Document excerpt:
↓
Thus, Empirical Jury was born. John describes the process as working like a “gig economy.” He will share an ad along the lines of, “be a mock juror and get paid to do it,” and is able to recruit hundreds of workers in one day. The work is all done online in their own time, and costs much less per juror than a traditional focus group. With numbers like that, Michael asks what everyone must be thinking – how representative can your jury pool be? Are the respondents all underemployed young people? John says it’s more representative than you’d think. He explains how many people take online surveys for fun, like playing Sudoku. His participants range between 18-80 years old, very conservative to very liberal, and typically earn up to $150,000 a year.

Michael then inquires about the many “urban legends” of law applied to jurors, specifically are any of them true? The short answer is no, but John dives into some surprising details. The moral of the story is to avoid stereotyping based on factors like race or gender, but to instead focus heavily on their responses to bias questions. A juror who believes the burden of proof is too low for the plaintiff’s lawyer being placed on the jury can have detrimental effects on the outcome of the case.

John goes on to share some of his most interesting findings. The first addresses the idea that if you ask for more, you get more. He has found this to be true based on the anchoring principle, with an interesting caveat – the amount you ask for directly affects liability. Typically, the liability climbs the more you ask for until you hit “the cliff.” He shares a shocking example of this in practice and concludes with, “You’re your own damage cap.”

The conversation shifts to the highly debated topic of COVID-19 and its effects on jury attitudes. John has conducted extensive research on this topic, including a survey of 1,500 jurors asking questions about COVID-19 and trial options. He lists a number of shocking statistics and concludes that to seat a jury today you would have to account for a loss of 50% of jurors before asking a single voir dire question not related to COVID-19. Knowing this information, another vital question remains – do the remaining 50% of jurors skew towards the defense or the plaintiff? John explains how the answer is more complicated than most people think, but goes on to share some in-depth findings which have huge implications for the future of jury trials.

John continues by describing another study he conducted where he asked 1,200 jurors how they would prefer to participate in a jury, including a variety of in-person and virtual options. The respondents had a surprising favorite – the option to watch the case via video recording from home, on their own time. While this may sound far-fetched, John describes a series of strategies which could be used to make this a success.
↑
Work instruction 1: List every word or phrase that the Empirical Jury summary places in quotation marks.
Work instruction 2: Write the next paragraph of the Empirical Jury summary, picking up after its final sentence.

Record excerpts:
↓
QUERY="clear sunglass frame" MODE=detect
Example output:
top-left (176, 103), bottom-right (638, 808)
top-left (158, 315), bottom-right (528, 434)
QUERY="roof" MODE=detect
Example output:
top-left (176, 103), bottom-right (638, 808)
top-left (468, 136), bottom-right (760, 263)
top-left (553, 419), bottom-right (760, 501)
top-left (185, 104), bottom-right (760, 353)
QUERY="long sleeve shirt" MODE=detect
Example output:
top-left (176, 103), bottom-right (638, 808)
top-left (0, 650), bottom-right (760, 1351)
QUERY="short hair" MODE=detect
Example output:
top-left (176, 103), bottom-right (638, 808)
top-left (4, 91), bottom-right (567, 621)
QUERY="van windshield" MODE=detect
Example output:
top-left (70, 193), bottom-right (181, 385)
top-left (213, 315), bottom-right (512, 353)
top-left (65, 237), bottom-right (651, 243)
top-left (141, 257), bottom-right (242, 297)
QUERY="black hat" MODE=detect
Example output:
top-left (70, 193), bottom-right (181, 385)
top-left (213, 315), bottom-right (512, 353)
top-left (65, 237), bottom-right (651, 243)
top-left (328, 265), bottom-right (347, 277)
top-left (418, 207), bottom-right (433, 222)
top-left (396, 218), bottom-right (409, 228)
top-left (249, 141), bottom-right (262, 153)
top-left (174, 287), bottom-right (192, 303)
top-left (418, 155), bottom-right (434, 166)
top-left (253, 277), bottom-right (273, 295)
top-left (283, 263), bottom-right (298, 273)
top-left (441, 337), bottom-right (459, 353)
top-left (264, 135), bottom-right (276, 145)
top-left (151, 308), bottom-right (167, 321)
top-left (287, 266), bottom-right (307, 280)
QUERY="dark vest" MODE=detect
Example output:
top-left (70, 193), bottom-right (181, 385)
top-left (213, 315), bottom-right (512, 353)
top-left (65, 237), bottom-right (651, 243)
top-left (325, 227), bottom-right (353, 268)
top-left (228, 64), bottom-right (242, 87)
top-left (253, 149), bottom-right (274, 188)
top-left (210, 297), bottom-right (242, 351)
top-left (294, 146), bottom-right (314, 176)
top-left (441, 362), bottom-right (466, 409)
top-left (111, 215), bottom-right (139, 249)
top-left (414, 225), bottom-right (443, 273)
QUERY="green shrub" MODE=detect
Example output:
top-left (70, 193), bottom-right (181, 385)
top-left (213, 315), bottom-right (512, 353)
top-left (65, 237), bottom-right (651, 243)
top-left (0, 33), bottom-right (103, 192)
↑
Your response 1:
- "gig economy"
- "be a mock juror and get paid to do it"
- "urban legends"
- "the cliff"
- "You're your own damage cap."

Your response 2:
With virtual trials becoming a new possibility, many plaintiff’s lawyers are wondering if a jury can award a big damage verdict without attending the trial in person. With an absence of body language or eye contact, will damages decrease? John doesn’t think so. He cites multiple studies he has conducted in the past where he’s been able to predict huge verdicts within 10% of the actual verdict. He believes if you show jurors real evidence such as day in the life videos, jurors take that seriously and award damages accordingly. He compares this to watching a movie and crying, to which Michael adds, “You just have to change the presentation.” Michael and John both agree that lawyers may have to go to trial this year whether they want to or not, and they reflect on the best strategies lawyers who face this should take.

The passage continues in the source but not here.